TASK DIRECTIONS = Put the lines below into a JSON list of strings, with one string for each line and blank lines left out.

PROVIDED RECORDS =
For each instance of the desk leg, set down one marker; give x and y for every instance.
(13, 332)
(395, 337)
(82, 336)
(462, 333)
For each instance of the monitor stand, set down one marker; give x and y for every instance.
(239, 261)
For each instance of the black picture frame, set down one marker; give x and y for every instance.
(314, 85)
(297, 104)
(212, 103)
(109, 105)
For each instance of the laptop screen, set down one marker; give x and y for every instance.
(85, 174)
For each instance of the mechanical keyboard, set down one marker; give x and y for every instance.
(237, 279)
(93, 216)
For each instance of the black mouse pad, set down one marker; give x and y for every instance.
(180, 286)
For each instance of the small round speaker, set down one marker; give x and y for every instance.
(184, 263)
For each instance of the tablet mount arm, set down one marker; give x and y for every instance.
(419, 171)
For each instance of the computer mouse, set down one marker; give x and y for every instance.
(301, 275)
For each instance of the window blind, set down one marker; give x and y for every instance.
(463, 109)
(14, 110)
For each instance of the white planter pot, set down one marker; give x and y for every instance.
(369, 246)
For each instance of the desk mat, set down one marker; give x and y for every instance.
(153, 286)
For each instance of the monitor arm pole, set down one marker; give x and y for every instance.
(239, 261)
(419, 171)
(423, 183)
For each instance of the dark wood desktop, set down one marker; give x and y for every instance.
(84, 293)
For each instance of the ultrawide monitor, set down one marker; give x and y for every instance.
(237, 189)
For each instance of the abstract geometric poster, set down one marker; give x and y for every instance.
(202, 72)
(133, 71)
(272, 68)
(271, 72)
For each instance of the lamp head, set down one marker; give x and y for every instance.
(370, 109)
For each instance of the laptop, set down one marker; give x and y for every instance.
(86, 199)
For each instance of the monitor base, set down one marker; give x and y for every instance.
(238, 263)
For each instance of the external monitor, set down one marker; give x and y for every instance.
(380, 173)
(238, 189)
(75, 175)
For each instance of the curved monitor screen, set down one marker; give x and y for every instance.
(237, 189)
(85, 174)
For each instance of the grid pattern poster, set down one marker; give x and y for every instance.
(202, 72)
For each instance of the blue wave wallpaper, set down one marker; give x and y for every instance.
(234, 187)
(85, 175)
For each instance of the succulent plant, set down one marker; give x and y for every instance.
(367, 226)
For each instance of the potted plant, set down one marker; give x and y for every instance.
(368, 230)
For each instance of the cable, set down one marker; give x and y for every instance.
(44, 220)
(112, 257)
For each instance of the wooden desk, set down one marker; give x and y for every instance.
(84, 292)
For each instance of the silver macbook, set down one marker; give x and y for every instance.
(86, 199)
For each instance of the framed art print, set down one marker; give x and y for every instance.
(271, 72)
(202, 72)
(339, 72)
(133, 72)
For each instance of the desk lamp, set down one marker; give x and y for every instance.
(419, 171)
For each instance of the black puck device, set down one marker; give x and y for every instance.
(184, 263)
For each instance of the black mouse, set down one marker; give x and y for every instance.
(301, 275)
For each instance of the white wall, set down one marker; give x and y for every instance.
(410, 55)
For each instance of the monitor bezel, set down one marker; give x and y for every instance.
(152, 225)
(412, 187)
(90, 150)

SOLUTION FOR THIS PROBLEM =
[
  "For each instance of the desk leg, set down one marker; give x and y for every instance.",
  "(13, 332)",
  "(395, 337)",
  "(82, 336)",
  "(462, 333)",
  "For each instance of the monitor stand, set down one marker; give x and y for every instance.",
  "(239, 261)",
  "For each instance of the black picture frame, set down one marker; give x and y for every instance.",
  "(314, 85)",
  "(297, 104)",
  "(212, 103)",
  "(109, 105)",
  "For each instance of the laptop screen, set down one marker; give x and y for every instance.",
  "(85, 174)",
  "For each instance of the mechanical keyboard, set down one marker; give x and y for every instance.",
  "(237, 279)",
  "(93, 216)",
  "For each instance of the black mouse pad, set down one marker; give x and y for every instance.",
  "(180, 286)",
  "For each instance of the small round speaker, set down one marker; give x and y for every instance.",
  "(184, 263)",
  "For each instance of the tablet mount arm, set down one marker; give x and y for every instance.",
  "(419, 171)",
  "For each instance of the computer mouse, set down one marker; give x and y for every instance.",
  "(301, 275)",
  "For each instance of the window blind, set down one marker; give x and y for every instance.",
  "(463, 109)",
  "(14, 110)",
  "For each instance of the white planter pot, set down one marker; give x and y for every instance.",
  "(369, 246)",
  "For each instance of the desk mat, set down one marker; give x and y for every instance.",
  "(153, 286)",
  "For each instance of the monitor arm pole, set down one marker; give x and y for every instance.",
  "(239, 261)",
  "(419, 171)",
  "(423, 183)",
  "For each instance of the dark wood desktop, set down one marker; give x and y for every instance.",
  "(84, 293)",
  "For each instance of the ultrawide monitor, set down one marker; give x and y for every instance.",
  "(237, 189)",
  "For each instance of the abstract geometric poster, set down one marker; give x and y for every instance.",
  "(202, 72)",
  "(133, 71)",
  "(272, 68)",
  "(271, 72)",
  "For each instance of the lamp head, set down one marker; give x and y for every instance.",
  "(370, 109)",
  "For each instance of the laptop, set down one marker; give x and y for every instance.",
  "(86, 199)",
  "For each instance of the monitor base, set down one marker; give x and y for every instance.",
  "(238, 263)",
  "For each instance of the external monitor, set down one marker; give x and y for every instance.",
  "(380, 173)",
  "(238, 189)",
  "(75, 175)",
  "For each instance of the curved monitor screen, set down one marker; give x and y for every instance.",
  "(237, 189)",
  "(85, 174)",
  "For each instance of the grid pattern poster, set down one marker; give x and y for every instance.",
  "(202, 72)",
  "For each instance of the blue wave wallpaper, set down one marker; give x and y for every instance.",
  "(234, 187)",
  "(85, 175)",
  "For each instance of the succulent plant, set down one marker; give x and y for every instance.",
  "(367, 226)",
  "For each instance of the potted plant, set down one marker; give x and y for every instance.",
  "(368, 230)",
  "For each instance of the cable, set down one marker; give x and y for every instance.",
  "(44, 220)",
  "(112, 257)",
  "For each instance of the wooden desk, set down one marker; give x and y for every instance.",
  "(84, 292)",
  "For each instance of the silver macbook, set down one marker; give x and y for every instance.",
  "(86, 199)",
  "For each instance of the framed art print, set down one marker; give x and y for every instance.",
  "(271, 72)",
  "(202, 72)",
  "(339, 72)",
  "(133, 72)",
  "For each instance of the desk lamp, set down one marker; give x and y for every instance.",
  "(419, 171)",
  "For each instance of the black puck device, set down one marker; give x and y for every instance.",
  "(184, 263)",
  "For each instance of the black mouse, set down one marker; give x and y for every instance.",
  "(301, 275)",
  "For each instance of the white wall, set down one marker; give x and y for every instance.",
  "(410, 55)",
  "For each instance of the monitor bezel, set down one marker; give x and y for every instance.",
  "(152, 225)",
  "(412, 187)",
  "(90, 150)"
]